- Passage to read
......

Coolest D features
Bill Baxter
dnewsgroup at billbaxter.com
Wed Dec 27 16:28:32 PST 2006
Benji Smith wrote:
>
> Then, because this algorithm needed to be deployed to heterogeneous
> environments, a colleague of mine ported my code to C++. He did a
> straight transliteration of the code, preserving the same semantics from
> the Java to C++.
Does that mean that wherever you did "new Foo" he did a "new Foo" also?
> When we timed both implementations, we discovered that mine was 40
> percent faster. Several of the C++ developers on my team were completely
> incredulous, and they made it their personal quest to optimize the C++
> version so that it was the performance winner.
>
> They eventually caught up to, and surpassed, the performance of the Java
> code.
Any idea by how much the C++ surpassed the Java in the end? Was it
about the same margin (~40%) or significantly more or less? It's a big
difference between 10x the Java performance vs say only 5% faster.
> To echo what others have said before me, you will *never* win over any
> Java programmers to D by emphasizing performance.

......

- Given request 1
Name every programming language mentioned in the newsgroup post about D features.
- Given request 2
In the newsgroup post about D features, how much faster was the Java code than the straight C++ port when the two were first timed?
- Given request 3
Write a continuation of the newsgroup post about D features, picking up after its final line.

......

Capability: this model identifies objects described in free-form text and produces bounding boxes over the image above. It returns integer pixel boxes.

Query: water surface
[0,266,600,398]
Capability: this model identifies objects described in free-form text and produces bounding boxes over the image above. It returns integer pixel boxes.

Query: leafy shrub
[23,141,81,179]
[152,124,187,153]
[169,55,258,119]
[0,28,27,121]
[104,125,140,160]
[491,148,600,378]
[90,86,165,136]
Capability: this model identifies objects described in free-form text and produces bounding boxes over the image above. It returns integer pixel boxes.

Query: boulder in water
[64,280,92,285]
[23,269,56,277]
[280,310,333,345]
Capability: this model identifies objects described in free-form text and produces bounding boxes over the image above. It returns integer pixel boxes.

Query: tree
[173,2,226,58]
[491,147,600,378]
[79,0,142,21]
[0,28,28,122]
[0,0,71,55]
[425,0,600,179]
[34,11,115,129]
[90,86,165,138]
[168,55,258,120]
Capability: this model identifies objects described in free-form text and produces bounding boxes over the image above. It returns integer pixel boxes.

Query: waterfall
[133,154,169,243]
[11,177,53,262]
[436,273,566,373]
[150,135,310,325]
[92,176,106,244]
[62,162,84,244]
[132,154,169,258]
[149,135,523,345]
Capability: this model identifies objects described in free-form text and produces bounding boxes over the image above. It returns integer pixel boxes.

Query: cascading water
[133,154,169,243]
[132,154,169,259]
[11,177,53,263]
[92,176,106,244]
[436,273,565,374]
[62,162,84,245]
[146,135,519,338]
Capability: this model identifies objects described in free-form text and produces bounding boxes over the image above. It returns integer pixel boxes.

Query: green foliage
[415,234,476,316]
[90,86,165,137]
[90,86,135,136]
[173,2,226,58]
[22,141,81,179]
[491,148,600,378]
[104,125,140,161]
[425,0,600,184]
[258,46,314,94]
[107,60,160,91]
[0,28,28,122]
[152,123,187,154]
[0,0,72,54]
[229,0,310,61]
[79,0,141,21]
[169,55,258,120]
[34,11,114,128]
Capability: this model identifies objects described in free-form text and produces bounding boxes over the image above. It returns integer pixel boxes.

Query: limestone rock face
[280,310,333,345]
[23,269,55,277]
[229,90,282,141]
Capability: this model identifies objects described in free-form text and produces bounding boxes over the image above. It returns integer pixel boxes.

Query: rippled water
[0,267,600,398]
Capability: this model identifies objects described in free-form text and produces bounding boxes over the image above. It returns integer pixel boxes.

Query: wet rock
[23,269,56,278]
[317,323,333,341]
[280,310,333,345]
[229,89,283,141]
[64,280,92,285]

......

- Output 1
Java, C++, and D.

- Output 2
The Java code was 40 percent faster.

- Output 3
Probably not, if we're talking about someone who has Java Programmer
with a capital P embossed on their business card. But I hear that it's
pretty common these days for schools to teach Java as the main
programming language to students. If that's true, then it seems
reasonable that there is a category of people using Java simply because
it's what they were taught, and they might be interested in a language
with syntax not too far from Java which at least in benchmarks
significantly outperforms java:
http://shootout.alioth.debian.org/gp4/benchmark.php?test=all&lang=dlang&lang2=java
(and which doesn't require a VM)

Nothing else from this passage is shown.